Problem details: Repeat every line of the records below word for word, with nothing changed.
Information provided Start Marker
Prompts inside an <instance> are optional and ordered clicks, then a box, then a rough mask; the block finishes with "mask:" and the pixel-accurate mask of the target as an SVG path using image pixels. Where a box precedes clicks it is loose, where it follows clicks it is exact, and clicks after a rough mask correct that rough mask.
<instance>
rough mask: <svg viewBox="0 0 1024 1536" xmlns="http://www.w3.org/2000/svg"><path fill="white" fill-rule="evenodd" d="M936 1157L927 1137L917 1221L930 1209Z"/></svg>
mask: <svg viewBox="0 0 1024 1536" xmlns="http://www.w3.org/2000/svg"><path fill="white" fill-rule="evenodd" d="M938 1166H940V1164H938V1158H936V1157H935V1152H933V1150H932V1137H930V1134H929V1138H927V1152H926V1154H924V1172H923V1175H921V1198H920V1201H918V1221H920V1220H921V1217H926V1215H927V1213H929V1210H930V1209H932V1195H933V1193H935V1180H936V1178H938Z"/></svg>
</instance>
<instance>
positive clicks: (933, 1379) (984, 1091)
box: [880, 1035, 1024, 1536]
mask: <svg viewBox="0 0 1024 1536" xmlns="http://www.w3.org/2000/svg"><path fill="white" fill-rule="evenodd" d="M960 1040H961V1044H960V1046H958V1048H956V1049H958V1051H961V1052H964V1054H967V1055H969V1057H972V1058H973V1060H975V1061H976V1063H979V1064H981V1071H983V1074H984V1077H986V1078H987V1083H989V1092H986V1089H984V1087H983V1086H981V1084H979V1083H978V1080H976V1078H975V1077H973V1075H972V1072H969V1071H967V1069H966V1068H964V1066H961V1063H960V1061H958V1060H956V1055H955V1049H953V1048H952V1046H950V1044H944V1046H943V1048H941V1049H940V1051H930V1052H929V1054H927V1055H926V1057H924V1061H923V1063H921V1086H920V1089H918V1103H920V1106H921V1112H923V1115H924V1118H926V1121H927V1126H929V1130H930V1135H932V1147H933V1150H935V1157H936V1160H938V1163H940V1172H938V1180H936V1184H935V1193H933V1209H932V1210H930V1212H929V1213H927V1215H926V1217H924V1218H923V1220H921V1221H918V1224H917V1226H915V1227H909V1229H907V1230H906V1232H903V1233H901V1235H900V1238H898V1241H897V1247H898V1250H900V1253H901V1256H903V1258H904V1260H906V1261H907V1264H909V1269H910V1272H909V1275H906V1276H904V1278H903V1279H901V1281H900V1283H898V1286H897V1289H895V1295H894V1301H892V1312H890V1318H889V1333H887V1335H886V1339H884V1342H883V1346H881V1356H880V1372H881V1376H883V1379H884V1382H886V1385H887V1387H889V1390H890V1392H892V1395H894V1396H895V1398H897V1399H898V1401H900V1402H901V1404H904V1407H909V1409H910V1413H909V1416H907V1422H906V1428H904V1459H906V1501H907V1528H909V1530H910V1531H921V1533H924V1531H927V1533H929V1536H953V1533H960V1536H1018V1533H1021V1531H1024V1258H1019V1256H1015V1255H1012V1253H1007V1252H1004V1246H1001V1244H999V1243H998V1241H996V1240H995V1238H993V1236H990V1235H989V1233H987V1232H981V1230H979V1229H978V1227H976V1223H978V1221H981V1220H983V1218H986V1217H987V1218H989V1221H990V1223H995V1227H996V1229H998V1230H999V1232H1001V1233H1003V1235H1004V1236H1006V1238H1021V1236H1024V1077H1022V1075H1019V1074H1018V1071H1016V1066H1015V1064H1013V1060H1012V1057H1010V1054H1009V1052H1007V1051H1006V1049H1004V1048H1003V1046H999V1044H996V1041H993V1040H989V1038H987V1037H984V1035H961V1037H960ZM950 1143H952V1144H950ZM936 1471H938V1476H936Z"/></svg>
Information provided End Marker
Written response:
Prompts inside an <instance> are optional and ordered clicks, then a box, then a rough mask; the block finishes with "mask:" and the pixel-accurate mask of the target as an SVG path using image pixels. Where a box precedes clicks it is loose, where it follows clicks it is exact, and clicks after a rough mask correct that rough mask.
<instance>
rough mask: <svg viewBox="0 0 1024 1536" xmlns="http://www.w3.org/2000/svg"><path fill="white" fill-rule="evenodd" d="M936 1157L927 1137L917 1221L930 1209Z"/></svg>
mask: <svg viewBox="0 0 1024 1536" xmlns="http://www.w3.org/2000/svg"><path fill="white" fill-rule="evenodd" d="M938 1166H940V1164H938V1158H936V1157H935V1152H933V1150H932V1137H930V1134H929V1138H927V1152H926V1154H924V1172H923V1175H921V1198H920V1201H918V1221H920V1220H921V1217H926V1215H927V1213H929V1210H930V1209H932V1195H933V1193H935V1180H936V1178H938Z"/></svg>
</instance>
<instance>
positive clicks: (933, 1379) (984, 1091)
box: [880, 1035, 1024, 1536]
mask: <svg viewBox="0 0 1024 1536" xmlns="http://www.w3.org/2000/svg"><path fill="white" fill-rule="evenodd" d="M960 1040H961V1044H960V1046H958V1048H956V1049H958V1051H961V1052H964V1054H967V1055H969V1057H972V1058H973V1060H975V1061H976V1063H979V1064H981V1071H983V1074H984V1077H986V1078H987V1083H989V1092H986V1089H984V1087H983V1086H981V1084H979V1083H978V1080H976V1078H975V1077H973V1075H972V1072H969V1071H967V1069H966V1068H964V1066H961V1063H960V1061H958V1060H956V1055H955V1049H953V1048H952V1046H950V1044H944V1046H943V1048H941V1049H940V1051H930V1052H929V1054H927V1055H926V1057H924V1061H923V1063H921V1086H920V1089H918V1103H920V1106H921V1112H923V1115H924V1118H926V1121H927V1126H929V1130H930V1135H932V1147H933V1150H935V1157H936V1160H938V1163H940V1172H938V1180H936V1184H935V1193H933V1209H932V1210H930V1212H929V1213H927V1215H926V1217H924V1218H923V1220H921V1221H918V1224H917V1226H915V1227H909V1229H907V1230H906V1232H903V1233H901V1235H900V1238H898V1241H897V1247H898V1250H900V1253H901V1256H903V1258H904V1260H906V1261H907V1264H909V1269H910V1272H909V1275H906V1276H904V1278H903V1279H901V1281H900V1283H898V1286H897V1289H895V1295H894V1301H892V1312H890V1318H889V1333H887V1335H886V1339H884V1342H883V1346H881V1356H880V1372H881V1376H883V1379H884V1382H886V1385H887V1387H889V1390H890V1392H892V1395H894V1396H895V1398H897V1399H898V1401H900V1402H901V1404H904V1407H909V1409H910V1413H909V1416H907V1422H906V1428H904V1459H906V1501H907V1528H909V1530H910V1531H921V1533H924V1531H927V1533H929V1536H953V1533H960V1536H1018V1533H1021V1531H1024V1258H1019V1256H1015V1255H1012V1253H1007V1252H1004V1246H1001V1244H999V1243H998V1241H996V1240H995V1238H993V1236H990V1235H989V1233H987V1232H981V1230H979V1229H978V1227H976V1223H978V1221H981V1220H983V1218H986V1217H987V1218H989V1221H990V1223H995V1227H996V1229H998V1230H999V1232H1001V1233H1003V1235H1004V1236H1006V1238H1021V1236H1024V1077H1022V1075H1019V1074H1018V1071H1016V1066H1015V1064H1013V1060H1012V1057H1010V1054H1009V1052H1007V1051H1006V1049H1004V1048H1003V1046H999V1044H996V1041H993V1040H989V1038H987V1037H984V1035H961V1037H960ZM950 1143H952V1144H950ZM936 1471H938V1476H936Z"/></svg>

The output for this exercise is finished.